* [Job]: Copy every one of the rows below verbatim, keeping each character, space, and line break unchanged.

* [Exercise material]:
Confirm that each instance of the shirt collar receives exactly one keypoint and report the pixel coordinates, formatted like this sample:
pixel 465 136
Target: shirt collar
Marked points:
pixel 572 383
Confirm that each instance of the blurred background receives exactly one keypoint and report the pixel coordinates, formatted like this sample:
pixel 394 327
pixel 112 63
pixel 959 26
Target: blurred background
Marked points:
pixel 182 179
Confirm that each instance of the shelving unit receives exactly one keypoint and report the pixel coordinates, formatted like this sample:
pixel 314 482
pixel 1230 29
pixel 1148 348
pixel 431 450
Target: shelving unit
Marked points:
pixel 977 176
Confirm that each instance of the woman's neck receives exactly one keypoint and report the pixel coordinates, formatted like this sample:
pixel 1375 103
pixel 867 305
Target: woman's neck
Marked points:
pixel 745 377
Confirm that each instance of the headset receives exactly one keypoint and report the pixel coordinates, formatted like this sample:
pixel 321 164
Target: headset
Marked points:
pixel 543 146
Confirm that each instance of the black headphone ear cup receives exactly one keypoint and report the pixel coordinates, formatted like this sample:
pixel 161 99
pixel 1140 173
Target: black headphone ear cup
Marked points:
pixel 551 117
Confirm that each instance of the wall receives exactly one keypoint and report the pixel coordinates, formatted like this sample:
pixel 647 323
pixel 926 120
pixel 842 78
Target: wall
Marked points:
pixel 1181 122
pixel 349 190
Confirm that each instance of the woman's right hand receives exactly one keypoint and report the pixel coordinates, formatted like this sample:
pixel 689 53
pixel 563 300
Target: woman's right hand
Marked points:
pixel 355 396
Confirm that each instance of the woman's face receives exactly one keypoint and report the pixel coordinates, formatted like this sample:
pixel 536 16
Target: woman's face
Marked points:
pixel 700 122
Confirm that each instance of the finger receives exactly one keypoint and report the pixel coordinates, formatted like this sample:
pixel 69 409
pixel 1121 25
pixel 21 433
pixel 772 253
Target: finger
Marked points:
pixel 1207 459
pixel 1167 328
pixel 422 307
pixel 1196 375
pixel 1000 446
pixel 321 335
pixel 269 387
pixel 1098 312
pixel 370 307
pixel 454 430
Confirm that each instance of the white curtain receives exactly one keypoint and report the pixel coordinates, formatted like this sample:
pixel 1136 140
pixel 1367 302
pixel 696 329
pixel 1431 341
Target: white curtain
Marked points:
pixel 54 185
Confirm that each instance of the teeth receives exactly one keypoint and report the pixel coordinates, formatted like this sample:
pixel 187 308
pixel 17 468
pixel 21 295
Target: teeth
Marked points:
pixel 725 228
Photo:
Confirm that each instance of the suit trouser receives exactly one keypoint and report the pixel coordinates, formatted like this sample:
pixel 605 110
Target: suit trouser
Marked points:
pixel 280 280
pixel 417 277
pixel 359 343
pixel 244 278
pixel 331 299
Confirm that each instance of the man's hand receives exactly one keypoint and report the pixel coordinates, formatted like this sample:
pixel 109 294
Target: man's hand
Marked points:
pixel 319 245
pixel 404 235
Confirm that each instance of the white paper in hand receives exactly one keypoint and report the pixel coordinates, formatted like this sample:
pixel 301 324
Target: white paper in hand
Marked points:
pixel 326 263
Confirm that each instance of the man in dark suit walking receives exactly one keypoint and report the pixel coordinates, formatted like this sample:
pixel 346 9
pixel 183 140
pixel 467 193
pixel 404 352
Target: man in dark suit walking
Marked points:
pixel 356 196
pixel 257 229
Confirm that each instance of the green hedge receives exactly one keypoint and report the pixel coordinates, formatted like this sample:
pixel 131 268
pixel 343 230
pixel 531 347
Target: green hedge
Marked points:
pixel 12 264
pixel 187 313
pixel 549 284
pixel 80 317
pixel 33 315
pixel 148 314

* [Problem solution]:
Confirm that each instance of the shirt collar receives exactly one keypoint and report the pixel coordinates, formatted like this sample:
pixel 465 136
Target: shirt collar
Marked points:
pixel 572 383
Confirm that each instance of the blurred background receives exactly one keypoint and report the pixel coordinates, formatted like this sample:
pixel 394 327
pixel 112 63
pixel 959 26
Target: blurred background
Marked points:
pixel 182 179
Confirm that each instance of the shelving unit receives exactly one keypoint and report the pixel coordinates, formatted like this sample:
pixel 314 482
pixel 1230 29
pixel 1148 348
pixel 431 450
Target: shelving unit
Marked points:
pixel 977 176
Confirm that each instance of the woman's neck receives exactly one keypoint and report the pixel coordinates, formatted like this sample:
pixel 1375 103
pixel 867 305
Target: woman's neck
Marked points:
pixel 745 377
Confirm that each instance of the headset receives exactly one keypoint and report the pixel coordinates, formatted like this sample:
pixel 321 164
Target: headset
Marked points:
pixel 543 146
Confirm that each instance of the black headphone ear cup receives exactly one keypoint and report the pixel coordinates, formatted like this sample:
pixel 161 99
pixel 1140 173
Target: black headphone ear cup
Marked points:
pixel 551 117
Confirm that each instance of the wall receives exactly one keypoint and report the pixel coordinates, formatted like this sample:
pixel 647 323
pixel 926 120
pixel 842 78
Target: wall
Marked points:
pixel 1181 122
pixel 349 190
Confirm that each instance of the woman's right hand receives exactly one keypoint and report the pixel coordinates, formatted like this sample:
pixel 689 53
pixel 563 300
Target: woman's right hand
Marked points:
pixel 355 396
Confirm that each instance of the woman's face receives exactly one keypoint and report the pixel coordinates, formatted like this sample:
pixel 536 16
Target: woman's face
Marked points:
pixel 700 122
Confirm that each instance of the finger receives exactly one keypoint and report the pixel coordinates, formatted like this sample:
pixel 69 409
pixel 1121 25
pixel 21 433
pixel 772 253
Target: finger
Marked points:
pixel 1207 459
pixel 1167 328
pixel 422 307
pixel 1196 375
pixel 1000 446
pixel 321 335
pixel 269 387
pixel 1098 312
pixel 370 307
pixel 454 430
Confirm that each instance of the white curtain receives exactly one keypoint and report the pixel coordinates, formatted like this sample:
pixel 1136 140
pixel 1367 302
pixel 696 329
pixel 1431 341
Target: white curtain
Marked points:
pixel 54 185
Confirm that each instance of the teeth receives exactly one keypoint and report the pixel coordinates, formatted like this sample:
pixel 187 308
pixel 17 468
pixel 21 295
Target: teeth
Marked points:
pixel 725 228
Photo:
Confirm that each instance of the suit trouser receives exactly one keypoint and report the pixel coordinates, formatted like this sample:
pixel 605 110
Target: suit trouser
Marked points:
pixel 280 280
pixel 417 277
pixel 359 343
pixel 244 278
pixel 331 299
Confirm that each instance of the man's hand receives exactly one keypoint and report the pixel coordinates, formatted like this sample:
pixel 109 294
Target: man's hand
Marked points:
pixel 319 245
pixel 404 235
Confirm that each instance of the white paper in hand receives exactly one keypoint and report the pixel coordinates, formatted like this sample:
pixel 301 324
Target: white paper in hand
Marked points:
pixel 326 263
Confirm that each instance of the man in dark suit walking receives exactly one keypoint and report the pixel coordinates, formatted like this sample:
pixel 346 9
pixel 183 140
pixel 467 193
pixel 404 352
Target: man in dark suit walking
Marked points:
pixel 356 196
pixel 257 229
Confirm that each instance of the green hedge receives exactly one keypoint and report the pixel coordinates, formatted like this sample:
pixel 131 268
pixel 343 230
pixel 531 347
Target: green hedge
Marked points:
pixel 12 264
pixel 187 313
pixel 549 284
pixel 80 317
pixel 33 315
pixel 148 314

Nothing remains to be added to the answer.